Task goal
Return every line in the listing below that contains the string "saddle", matching case exactly.

[Box-labeled dataset extracts]
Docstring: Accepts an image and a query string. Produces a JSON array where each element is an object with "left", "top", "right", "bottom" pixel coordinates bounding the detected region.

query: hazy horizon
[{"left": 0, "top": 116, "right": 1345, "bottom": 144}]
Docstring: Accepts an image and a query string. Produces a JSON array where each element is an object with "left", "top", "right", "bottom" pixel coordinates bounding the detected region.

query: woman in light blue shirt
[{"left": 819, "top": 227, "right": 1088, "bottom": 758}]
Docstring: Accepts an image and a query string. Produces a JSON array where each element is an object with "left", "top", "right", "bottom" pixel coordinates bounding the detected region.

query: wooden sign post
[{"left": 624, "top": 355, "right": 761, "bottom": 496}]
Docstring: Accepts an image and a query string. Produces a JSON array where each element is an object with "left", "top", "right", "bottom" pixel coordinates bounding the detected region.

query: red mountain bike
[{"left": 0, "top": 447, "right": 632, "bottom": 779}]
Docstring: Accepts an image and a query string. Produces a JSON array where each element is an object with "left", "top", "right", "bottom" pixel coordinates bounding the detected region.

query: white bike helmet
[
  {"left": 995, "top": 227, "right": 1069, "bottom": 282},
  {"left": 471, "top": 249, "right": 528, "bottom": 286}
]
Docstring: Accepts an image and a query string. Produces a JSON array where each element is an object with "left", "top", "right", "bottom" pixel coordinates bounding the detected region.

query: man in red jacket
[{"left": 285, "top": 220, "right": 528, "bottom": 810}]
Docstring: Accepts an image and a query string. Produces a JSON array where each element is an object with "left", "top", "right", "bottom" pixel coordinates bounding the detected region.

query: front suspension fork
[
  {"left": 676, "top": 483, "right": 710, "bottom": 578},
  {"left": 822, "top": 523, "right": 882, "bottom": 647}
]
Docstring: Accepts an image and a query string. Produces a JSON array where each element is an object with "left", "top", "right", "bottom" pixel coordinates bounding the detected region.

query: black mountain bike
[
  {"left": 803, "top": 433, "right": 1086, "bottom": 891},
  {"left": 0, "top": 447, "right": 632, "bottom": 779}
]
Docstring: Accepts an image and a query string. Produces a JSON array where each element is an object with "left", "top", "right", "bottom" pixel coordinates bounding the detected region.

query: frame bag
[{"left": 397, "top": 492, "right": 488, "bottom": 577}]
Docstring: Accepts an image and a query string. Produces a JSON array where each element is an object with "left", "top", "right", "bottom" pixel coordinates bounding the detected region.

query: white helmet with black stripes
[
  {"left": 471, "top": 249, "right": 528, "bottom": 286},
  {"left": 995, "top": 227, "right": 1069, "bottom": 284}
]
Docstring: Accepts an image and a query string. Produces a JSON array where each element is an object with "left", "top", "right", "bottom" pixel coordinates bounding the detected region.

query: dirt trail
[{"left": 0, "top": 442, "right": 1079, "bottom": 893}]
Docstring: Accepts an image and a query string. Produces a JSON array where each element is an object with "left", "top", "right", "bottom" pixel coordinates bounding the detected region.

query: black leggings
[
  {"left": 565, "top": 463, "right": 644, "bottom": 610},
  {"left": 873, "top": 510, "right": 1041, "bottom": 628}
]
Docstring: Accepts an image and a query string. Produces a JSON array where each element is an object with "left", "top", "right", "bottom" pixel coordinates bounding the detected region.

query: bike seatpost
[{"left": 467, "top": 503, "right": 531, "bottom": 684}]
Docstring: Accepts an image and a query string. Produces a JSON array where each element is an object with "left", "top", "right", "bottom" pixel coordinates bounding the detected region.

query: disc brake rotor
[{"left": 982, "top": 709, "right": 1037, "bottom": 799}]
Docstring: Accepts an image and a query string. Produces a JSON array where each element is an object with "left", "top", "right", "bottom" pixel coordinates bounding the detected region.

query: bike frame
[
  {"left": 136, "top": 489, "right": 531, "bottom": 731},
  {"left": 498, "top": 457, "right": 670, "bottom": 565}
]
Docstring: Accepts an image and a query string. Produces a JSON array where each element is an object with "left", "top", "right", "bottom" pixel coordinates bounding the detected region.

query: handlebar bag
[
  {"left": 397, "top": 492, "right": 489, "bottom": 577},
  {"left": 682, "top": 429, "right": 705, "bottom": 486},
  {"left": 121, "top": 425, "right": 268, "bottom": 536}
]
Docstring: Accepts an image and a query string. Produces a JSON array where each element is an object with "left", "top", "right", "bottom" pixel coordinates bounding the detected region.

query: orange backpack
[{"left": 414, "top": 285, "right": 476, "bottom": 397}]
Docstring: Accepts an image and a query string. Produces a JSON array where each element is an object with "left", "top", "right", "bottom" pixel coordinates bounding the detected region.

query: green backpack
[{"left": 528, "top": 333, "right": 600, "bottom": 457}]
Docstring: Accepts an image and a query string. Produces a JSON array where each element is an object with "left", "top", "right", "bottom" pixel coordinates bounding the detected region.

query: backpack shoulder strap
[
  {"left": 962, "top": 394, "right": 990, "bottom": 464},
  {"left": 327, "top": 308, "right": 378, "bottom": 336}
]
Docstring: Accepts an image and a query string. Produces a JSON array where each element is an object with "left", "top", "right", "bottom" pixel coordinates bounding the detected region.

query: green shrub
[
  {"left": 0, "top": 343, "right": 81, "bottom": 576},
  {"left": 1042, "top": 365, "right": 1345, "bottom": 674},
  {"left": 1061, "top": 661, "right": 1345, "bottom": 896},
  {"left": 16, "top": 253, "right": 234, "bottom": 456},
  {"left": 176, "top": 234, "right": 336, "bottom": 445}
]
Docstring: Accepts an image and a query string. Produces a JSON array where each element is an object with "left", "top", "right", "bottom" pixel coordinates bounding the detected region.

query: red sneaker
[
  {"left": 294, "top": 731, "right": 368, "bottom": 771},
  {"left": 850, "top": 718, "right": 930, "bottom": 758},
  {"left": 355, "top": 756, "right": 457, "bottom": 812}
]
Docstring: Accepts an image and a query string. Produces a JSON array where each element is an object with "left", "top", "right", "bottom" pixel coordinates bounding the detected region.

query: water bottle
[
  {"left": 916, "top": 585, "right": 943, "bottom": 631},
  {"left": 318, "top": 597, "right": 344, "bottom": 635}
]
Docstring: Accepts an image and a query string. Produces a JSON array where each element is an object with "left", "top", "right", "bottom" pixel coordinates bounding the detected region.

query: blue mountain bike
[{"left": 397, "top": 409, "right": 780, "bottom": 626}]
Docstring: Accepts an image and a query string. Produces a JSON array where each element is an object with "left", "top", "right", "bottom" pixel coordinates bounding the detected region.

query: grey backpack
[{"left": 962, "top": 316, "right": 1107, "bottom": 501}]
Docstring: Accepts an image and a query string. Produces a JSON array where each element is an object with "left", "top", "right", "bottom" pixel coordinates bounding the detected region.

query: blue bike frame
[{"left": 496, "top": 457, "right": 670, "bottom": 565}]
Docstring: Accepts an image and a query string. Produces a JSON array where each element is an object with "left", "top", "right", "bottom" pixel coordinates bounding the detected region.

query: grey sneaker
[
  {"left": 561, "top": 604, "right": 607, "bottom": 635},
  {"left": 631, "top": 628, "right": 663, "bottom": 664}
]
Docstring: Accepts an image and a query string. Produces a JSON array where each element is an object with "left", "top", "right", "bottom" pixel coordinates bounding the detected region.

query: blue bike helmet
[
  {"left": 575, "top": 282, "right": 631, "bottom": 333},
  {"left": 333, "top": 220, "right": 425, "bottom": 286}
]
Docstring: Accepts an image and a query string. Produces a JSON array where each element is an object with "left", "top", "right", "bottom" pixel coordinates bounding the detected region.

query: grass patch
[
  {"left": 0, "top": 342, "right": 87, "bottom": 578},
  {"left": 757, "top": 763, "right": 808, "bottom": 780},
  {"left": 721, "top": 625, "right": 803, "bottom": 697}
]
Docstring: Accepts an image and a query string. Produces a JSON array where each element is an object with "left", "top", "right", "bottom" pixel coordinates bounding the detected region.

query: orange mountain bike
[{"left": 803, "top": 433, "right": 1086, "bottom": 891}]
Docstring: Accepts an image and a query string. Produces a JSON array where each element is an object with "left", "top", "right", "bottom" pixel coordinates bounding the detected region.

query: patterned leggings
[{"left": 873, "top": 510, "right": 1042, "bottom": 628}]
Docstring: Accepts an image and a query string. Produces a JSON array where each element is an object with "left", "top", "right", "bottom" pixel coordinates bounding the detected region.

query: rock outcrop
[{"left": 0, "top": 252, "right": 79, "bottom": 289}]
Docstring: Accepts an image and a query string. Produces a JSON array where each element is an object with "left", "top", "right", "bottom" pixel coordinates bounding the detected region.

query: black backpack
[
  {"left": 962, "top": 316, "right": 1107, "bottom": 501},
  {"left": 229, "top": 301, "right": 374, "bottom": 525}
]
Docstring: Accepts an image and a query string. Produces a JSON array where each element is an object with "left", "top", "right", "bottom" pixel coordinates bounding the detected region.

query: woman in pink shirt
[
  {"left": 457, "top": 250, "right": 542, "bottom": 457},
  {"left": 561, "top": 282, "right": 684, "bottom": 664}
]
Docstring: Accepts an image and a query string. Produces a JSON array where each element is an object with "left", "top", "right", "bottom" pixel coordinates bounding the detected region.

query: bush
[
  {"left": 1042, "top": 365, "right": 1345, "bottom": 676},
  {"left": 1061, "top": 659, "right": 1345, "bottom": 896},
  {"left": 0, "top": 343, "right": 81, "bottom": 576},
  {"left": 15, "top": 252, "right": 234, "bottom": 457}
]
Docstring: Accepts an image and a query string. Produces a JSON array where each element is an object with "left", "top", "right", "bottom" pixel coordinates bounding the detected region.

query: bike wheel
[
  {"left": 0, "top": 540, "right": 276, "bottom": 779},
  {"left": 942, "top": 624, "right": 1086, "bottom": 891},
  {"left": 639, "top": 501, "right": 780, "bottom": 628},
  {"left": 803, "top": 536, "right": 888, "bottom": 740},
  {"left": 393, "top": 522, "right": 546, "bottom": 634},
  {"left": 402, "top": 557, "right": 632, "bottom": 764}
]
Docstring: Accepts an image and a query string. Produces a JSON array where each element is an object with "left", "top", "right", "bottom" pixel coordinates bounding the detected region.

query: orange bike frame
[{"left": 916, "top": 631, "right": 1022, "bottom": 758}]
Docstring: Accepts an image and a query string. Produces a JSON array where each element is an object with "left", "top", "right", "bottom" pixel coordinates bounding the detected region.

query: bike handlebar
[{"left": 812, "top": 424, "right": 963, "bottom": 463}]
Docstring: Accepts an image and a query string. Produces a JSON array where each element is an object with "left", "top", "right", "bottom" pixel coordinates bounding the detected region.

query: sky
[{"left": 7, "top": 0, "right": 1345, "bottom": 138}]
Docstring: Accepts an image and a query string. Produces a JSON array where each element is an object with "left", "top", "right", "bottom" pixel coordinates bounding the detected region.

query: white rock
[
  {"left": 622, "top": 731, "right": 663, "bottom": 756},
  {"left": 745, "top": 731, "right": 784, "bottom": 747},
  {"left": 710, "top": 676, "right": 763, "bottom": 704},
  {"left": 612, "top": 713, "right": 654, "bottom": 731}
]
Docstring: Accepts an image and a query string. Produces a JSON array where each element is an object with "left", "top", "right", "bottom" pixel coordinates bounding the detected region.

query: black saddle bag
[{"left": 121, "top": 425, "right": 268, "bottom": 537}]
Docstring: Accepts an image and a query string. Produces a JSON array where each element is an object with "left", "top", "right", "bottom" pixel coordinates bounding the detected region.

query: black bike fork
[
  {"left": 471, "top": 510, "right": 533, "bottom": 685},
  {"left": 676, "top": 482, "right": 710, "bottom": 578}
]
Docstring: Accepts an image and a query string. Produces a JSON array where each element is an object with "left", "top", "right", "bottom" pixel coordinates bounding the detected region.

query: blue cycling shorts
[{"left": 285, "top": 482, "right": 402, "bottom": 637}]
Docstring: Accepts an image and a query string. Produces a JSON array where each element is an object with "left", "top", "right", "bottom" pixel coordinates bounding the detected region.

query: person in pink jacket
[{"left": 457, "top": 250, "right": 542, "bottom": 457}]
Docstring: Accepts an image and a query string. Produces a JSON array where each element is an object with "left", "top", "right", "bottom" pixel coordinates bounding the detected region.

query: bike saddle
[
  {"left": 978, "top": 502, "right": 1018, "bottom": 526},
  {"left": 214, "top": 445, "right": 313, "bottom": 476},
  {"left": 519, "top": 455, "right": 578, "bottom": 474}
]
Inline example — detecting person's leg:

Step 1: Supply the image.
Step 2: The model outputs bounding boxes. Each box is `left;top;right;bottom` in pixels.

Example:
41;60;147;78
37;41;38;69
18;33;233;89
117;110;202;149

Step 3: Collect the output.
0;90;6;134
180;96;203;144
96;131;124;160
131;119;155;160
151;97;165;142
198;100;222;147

Full response
query: black saddle bag
query: bike saddle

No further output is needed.